- Consegna 1 -
Rispondi a queste domande sul testo relativo ai premi Nobel:
(a) Quale arco di anni copre lo studio sui vincitori?
(b) Di quali università sono i ricercatori che hanno pubblicato la ricerca?
(c) Con i vincitori di quale altro premio sono stati confrontati i dati dei Nobel?
- Consegna 2 -
Riscrivi in forma più breve il paragrafo del testo sui premi Nobel che comincia con "I numeri avrebbero dimostrato", conservandone i fatti principali.

++++ Estratto del testo

Lo dice uno studio del National Bureau of Economic Research effettuato su coloro che hanno vinto il prestigioso riconoscimento dal 1950 al 2009.
Sarà che lo ricevono spesso non più giovanissimi. Sarà che dopo averlo ottenuto hanno talmente tanti impegni pubblici che hanno più tempo per tornare a studiare. Fatto sta che l’attività dei vincitori del premio Nobel – dopo il premio Nobel – conoscerebbe una pesante battuta d’arresto, o quanto meno un calo. Lo sostiene una ricerca pubblicata sul National Bureau of Economic Research da un gruppo di ricercatori di Stanford (Usa) e Waterloo (Canada).
Lo studio ha preso in esame i vincitori di Nobel premiati di 60 edizioni, tra il 1950 e il 2009, e li hanno valutati in base a tre criteri:
– gli studi pubblicati prima e dopo il premio,
– il loro tasso di innovazione,
– il numero di citazioni ottenute ad parte di altri studiosi.
I dati sui proemi Nobel sono stati poi confrontati con quelli relativi a scienziati coetanei che avevano vinto il premio Lasker, altro importante riconoscimento in medicina.
I numeri avrebbero dimostrato che i futuri premi Nobel hanno ottenuto punteggi più elevati secondo i tre criteri prima della vittoria del premio, mentre dopo fanno registrare un’inversione di tendenza, tanto da scendere allo stesso livello dei premi Lasker o addirittura a un livello inferiore.
Anche i vincitori del premio Lasker, peraltro, vedono declinare la propria produttività scientifica dopo il premio, ma in misura minore rispetto ai Nobel. Dunque, una grande soddisfazione equivale forse a una grande distrazione? Sono solo tre i premi Nobel italiani ancora in vita a cui si potrebbe chiederlo: il senatore a vita Carlo Rubbia (Premio Nobel per la Fisica nel 1984), Mario Cappecchi (Nobel per la Medicina del 2007) e Giorgio Parisi (Nobel per la Fisica 2021).

++++++++
++++ Raccolta di record

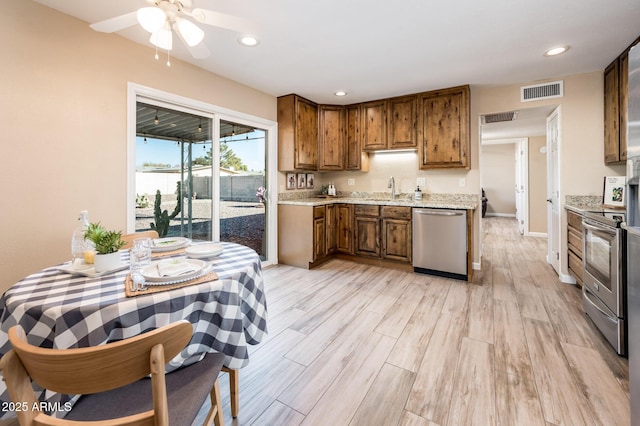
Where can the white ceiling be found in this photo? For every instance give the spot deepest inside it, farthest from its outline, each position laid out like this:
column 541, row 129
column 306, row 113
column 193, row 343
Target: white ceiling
column 378, row 49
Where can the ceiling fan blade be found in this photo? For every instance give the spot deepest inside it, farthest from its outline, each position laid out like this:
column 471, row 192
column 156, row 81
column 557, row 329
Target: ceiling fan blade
column 117, row 23
column 222, row 20
column 198, row 51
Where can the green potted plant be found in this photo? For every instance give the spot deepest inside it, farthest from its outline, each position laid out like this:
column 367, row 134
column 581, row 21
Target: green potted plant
column 107, row 244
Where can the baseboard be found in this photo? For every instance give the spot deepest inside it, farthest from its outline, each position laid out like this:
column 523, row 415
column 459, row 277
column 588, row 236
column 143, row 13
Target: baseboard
column 537, row 234
column 567, row 279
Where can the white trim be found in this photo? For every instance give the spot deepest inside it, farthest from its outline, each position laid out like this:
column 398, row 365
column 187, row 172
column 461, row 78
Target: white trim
column 501, row 215
column 502, row 141
column 550, row 230
column 523, row 146
column 537, row 234
column 566, row 278
column 136, row 92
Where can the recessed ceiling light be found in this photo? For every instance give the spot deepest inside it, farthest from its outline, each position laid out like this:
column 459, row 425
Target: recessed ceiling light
column 248, row 40
column 554, row 51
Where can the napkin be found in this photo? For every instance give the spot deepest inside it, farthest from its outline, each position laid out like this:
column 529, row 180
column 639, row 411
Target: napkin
column 175, row 267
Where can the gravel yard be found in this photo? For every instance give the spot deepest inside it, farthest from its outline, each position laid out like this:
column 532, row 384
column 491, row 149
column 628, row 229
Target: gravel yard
column 240, row 222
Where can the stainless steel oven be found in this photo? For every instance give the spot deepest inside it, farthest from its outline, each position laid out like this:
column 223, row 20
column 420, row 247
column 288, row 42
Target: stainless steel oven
column 604, row 289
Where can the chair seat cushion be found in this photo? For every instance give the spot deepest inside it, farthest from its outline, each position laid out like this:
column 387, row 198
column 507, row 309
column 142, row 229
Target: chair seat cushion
column 187, row 390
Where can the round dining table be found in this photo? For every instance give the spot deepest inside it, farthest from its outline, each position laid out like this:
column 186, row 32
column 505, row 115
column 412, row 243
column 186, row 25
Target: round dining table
column 62, row 310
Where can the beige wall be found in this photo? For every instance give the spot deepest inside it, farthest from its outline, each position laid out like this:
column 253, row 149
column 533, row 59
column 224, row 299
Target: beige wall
column 581, row 129
column 63, row 114
column 537, row 185
column 499, row 178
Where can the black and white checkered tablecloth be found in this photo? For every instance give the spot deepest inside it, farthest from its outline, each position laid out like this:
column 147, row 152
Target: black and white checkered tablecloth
column 58, row 310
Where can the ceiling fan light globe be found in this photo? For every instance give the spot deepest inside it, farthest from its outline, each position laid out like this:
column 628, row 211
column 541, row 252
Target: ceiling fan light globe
column 151, row 18
column 162, row 38
column 190, row 32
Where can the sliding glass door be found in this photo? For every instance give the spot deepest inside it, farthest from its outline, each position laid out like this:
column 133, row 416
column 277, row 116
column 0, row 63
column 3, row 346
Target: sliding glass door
column 242, row 200
column 174, row 192
column 202, row 174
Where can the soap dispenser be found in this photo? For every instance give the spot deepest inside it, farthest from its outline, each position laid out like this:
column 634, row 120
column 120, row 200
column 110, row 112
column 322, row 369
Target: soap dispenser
column 418, row 194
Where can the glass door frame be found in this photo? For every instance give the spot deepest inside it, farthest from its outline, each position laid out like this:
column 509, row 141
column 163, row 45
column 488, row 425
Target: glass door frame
column 136, row 92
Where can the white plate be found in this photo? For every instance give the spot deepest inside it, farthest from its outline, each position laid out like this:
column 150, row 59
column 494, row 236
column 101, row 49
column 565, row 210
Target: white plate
column 200, row 251
column 89, row 270
column 152, row 275
column 168, row 243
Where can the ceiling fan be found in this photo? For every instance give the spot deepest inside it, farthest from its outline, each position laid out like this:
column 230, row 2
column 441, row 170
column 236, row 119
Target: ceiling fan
column 165, row 17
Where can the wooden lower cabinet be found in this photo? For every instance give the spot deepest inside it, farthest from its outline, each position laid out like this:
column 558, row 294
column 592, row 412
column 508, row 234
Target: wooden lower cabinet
column 574, row 245
column 367, row 233
column 330, row 229
column 344, row 228
column 319, row 233
column 396, row 233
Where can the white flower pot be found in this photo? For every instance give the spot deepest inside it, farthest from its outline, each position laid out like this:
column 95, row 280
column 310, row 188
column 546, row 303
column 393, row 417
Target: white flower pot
column 106, row 262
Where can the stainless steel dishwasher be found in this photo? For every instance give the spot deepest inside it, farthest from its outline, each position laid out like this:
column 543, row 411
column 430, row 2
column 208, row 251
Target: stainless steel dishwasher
column 440, row 242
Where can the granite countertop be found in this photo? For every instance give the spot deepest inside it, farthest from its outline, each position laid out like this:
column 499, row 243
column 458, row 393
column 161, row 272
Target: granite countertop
column 588, row 203
column 441, row 201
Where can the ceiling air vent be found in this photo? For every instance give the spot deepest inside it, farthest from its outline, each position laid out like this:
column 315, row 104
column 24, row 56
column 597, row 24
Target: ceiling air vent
column 542, row 91
column 499, row 117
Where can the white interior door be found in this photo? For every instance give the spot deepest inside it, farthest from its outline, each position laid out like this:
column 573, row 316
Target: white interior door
column 553, row 190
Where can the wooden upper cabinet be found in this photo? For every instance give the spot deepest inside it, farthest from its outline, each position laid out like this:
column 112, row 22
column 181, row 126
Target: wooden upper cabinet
column 390, row 123
column 374, row 125
column 331, row 141
column 443, row 128
column 616, row 91
column 612, row 113
column 401, row 122
column 623, row 98
column 297, row 134
column 355, row 159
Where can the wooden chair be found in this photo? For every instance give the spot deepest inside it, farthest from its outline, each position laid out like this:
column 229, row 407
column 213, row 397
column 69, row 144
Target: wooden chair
column 113, row 380
column 234, row 390
column 128, row 238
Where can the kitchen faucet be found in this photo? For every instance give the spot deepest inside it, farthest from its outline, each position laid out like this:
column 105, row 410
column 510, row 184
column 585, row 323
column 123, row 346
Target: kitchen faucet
column 392, row 185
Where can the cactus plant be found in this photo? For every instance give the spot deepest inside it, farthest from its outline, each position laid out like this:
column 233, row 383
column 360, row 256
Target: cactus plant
column 163, row 218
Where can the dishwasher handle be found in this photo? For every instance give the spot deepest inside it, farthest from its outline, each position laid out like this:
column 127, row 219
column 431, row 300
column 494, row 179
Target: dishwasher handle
column 438, row 213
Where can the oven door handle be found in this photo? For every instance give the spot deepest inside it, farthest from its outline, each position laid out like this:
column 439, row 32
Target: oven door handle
column 601, row 228
column 589, row 297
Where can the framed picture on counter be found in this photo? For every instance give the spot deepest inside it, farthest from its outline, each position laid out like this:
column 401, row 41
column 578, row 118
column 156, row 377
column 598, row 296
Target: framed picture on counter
column 291, row 181
column 614, row 191
column 302, row 181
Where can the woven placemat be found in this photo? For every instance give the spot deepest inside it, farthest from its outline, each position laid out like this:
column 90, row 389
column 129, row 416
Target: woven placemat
column 211, row 276
column 167, row 253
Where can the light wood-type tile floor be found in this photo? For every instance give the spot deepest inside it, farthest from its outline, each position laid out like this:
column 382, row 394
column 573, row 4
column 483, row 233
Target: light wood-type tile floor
column 351, row 344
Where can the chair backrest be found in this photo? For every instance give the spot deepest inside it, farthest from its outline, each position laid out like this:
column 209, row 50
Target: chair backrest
column 128, row 238
column 94, row 369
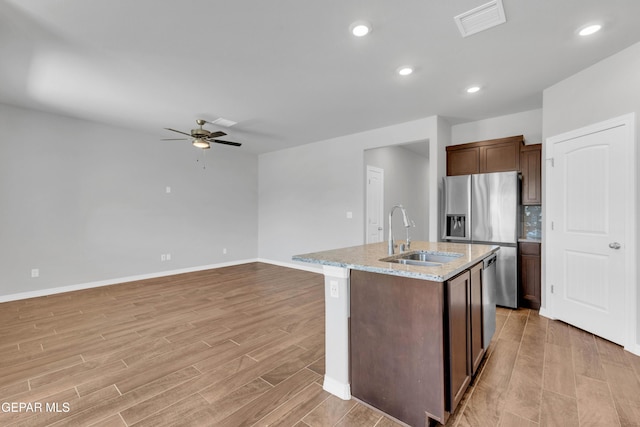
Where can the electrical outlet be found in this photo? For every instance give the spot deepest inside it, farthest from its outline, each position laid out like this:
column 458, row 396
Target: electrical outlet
column 333, row 289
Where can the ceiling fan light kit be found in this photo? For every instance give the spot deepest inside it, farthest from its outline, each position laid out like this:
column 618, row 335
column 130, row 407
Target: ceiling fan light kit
column 202, row 138
column 201, row 143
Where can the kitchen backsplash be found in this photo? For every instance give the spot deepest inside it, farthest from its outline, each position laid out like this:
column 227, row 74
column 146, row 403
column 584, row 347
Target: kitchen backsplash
column 532, row 222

++++++++

- Soluzione 1 -
(a) Dal 1950 al 2009, cioè 60 edizioni.
(b) Stanford (Usa) e Waterloo (Canada).
(c) Il premio Lasker.

- Soluzione 2 -
Secondo i dati, prima del premio i futuri Nobel avrebbero ottenuto punteggi più alti nei tre criteri. Dopo, la tendenza si inverte e scendono al livello dei premi Lasker o anche più in basso.